● **EXERCISE INPUT**
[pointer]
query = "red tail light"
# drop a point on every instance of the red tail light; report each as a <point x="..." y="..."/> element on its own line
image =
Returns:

--

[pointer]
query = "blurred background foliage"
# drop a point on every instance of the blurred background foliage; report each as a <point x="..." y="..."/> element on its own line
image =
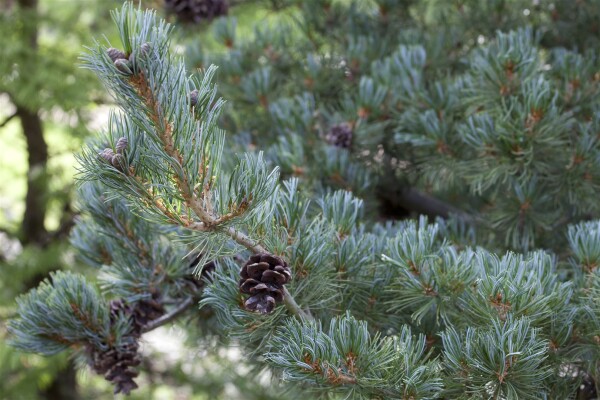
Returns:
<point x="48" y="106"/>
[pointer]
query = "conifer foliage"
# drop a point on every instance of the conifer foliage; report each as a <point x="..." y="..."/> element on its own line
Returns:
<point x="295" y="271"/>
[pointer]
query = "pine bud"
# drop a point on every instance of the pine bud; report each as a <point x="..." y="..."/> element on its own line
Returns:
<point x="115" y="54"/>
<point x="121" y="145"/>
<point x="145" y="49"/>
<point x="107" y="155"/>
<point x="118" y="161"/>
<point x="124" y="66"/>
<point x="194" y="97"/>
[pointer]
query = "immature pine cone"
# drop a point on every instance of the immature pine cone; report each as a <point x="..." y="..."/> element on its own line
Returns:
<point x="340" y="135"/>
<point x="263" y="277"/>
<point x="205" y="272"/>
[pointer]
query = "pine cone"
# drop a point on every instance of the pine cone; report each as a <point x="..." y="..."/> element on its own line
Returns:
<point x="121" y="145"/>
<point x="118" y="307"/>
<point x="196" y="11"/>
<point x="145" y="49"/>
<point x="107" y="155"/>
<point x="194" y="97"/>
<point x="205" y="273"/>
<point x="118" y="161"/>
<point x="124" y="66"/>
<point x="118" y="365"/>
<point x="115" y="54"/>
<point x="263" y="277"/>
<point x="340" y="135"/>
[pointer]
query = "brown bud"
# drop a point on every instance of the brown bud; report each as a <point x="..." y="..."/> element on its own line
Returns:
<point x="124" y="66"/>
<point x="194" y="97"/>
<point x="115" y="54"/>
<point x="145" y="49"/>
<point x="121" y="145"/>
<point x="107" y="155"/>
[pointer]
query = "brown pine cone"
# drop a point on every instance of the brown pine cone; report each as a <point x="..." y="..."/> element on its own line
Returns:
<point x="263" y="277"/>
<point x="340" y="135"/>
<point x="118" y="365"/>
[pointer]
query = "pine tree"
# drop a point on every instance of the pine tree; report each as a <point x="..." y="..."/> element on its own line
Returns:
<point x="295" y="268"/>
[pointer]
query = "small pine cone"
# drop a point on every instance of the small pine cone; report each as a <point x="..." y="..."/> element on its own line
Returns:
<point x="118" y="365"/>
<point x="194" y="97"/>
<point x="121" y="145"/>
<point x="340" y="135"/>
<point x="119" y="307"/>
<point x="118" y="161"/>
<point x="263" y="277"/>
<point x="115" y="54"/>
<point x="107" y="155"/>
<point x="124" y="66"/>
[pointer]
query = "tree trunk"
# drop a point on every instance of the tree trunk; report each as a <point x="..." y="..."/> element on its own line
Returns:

● **TO DO**
Return each line of the listing that holds the string "trunk".

● **ANSWER SPACE**
query = "tree trunk"
# drop a point on every instance of the tree trunk; report each as a <point x="..." y="..."/> element on its own line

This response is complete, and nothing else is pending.